- [タスク概要]: 以下のレコードから、文字列「stem」を含む行をすべて集めて書き写す。大文字と小文字は区別する。

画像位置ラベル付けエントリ
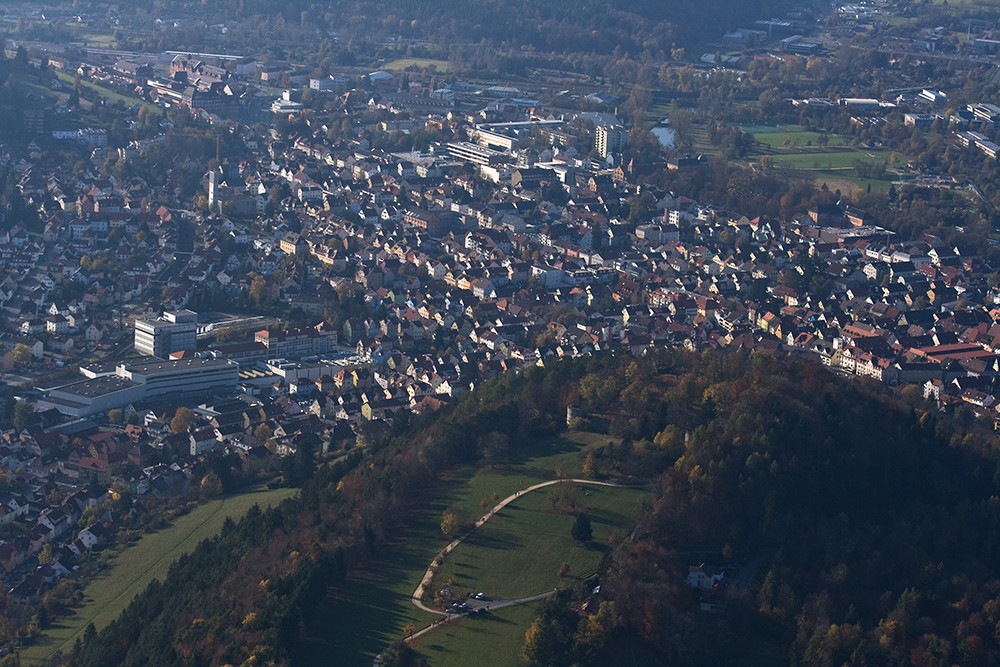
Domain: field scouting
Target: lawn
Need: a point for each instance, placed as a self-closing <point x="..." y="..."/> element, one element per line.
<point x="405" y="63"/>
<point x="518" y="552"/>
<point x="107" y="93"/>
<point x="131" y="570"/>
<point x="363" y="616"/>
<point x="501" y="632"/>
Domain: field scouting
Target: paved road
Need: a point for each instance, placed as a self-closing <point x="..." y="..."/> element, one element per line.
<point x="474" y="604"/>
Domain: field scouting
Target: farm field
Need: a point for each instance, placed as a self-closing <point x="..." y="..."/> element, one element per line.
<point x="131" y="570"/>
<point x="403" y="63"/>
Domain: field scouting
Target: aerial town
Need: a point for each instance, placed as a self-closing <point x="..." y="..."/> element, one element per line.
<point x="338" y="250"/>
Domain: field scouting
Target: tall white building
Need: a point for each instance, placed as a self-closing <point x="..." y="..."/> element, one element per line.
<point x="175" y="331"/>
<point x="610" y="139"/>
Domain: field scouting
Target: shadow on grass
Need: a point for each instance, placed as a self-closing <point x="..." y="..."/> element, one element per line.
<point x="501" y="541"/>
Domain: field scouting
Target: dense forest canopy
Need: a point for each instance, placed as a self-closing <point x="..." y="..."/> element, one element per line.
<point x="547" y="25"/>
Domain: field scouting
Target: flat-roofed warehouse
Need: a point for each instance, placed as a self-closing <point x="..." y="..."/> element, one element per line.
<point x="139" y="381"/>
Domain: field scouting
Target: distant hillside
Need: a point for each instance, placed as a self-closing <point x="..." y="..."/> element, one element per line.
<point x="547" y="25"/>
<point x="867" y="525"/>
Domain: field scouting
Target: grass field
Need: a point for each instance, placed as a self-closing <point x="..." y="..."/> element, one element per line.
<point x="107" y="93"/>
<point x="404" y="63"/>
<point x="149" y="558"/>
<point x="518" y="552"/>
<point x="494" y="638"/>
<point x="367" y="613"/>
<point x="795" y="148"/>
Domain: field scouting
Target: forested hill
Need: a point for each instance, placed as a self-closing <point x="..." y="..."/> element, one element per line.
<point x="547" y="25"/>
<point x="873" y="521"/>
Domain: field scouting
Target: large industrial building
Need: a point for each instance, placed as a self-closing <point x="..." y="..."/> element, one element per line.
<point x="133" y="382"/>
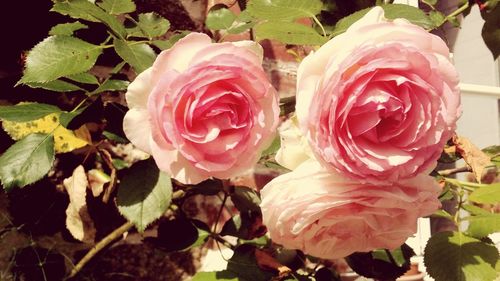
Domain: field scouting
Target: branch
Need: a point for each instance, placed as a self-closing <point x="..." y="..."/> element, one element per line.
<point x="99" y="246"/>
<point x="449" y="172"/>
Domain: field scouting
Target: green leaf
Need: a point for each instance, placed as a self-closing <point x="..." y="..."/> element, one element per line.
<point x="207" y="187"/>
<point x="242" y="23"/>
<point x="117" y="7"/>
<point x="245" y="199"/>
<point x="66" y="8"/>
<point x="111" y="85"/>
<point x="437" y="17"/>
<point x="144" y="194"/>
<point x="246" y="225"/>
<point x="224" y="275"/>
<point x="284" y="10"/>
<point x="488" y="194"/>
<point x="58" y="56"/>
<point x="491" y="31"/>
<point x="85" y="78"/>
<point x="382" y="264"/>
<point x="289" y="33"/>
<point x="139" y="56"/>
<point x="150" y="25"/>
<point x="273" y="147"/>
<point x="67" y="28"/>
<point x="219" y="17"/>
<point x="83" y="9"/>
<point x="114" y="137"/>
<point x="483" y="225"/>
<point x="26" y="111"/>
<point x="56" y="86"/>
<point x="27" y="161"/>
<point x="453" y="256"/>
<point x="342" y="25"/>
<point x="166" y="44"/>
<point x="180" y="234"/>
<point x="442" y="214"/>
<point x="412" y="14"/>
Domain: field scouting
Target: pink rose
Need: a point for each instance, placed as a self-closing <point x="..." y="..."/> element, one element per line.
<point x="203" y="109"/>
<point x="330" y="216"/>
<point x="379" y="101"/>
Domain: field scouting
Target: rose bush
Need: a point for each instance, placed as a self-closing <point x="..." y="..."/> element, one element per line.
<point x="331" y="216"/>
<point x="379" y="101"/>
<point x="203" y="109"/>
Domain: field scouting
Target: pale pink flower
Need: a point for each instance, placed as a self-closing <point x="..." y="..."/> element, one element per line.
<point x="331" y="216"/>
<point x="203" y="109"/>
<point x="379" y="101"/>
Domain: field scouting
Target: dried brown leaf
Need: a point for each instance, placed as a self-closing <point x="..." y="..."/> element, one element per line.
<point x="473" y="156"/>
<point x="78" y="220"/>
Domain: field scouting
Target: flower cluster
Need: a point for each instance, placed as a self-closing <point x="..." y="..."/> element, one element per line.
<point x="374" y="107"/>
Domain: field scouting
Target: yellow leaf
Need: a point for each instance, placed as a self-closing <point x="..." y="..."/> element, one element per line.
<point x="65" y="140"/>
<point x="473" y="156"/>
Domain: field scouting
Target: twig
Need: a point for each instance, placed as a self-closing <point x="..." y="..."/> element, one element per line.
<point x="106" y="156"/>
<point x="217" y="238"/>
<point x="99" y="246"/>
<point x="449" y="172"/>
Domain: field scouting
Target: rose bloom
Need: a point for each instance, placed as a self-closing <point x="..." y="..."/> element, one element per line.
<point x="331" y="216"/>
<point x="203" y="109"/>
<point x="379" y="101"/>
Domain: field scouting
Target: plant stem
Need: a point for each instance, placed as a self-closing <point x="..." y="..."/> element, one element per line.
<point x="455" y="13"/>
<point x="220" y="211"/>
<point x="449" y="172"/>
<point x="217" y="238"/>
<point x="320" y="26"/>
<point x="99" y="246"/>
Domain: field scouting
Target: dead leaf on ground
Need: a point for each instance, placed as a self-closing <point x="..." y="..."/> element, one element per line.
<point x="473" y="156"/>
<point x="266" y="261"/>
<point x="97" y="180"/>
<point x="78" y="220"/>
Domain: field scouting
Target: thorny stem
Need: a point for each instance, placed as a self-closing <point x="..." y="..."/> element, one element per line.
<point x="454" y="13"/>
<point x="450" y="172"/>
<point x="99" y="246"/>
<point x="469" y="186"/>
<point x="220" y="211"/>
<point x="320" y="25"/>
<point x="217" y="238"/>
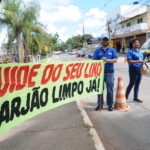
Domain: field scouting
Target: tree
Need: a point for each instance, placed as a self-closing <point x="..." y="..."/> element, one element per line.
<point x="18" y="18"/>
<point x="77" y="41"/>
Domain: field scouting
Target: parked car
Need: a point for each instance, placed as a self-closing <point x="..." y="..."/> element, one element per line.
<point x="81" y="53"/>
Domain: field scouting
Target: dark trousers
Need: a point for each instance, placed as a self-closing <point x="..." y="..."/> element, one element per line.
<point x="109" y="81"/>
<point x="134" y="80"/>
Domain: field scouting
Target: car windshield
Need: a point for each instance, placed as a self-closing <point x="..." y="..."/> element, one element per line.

- [回答]:
Target: plant stem
Target: thorny stem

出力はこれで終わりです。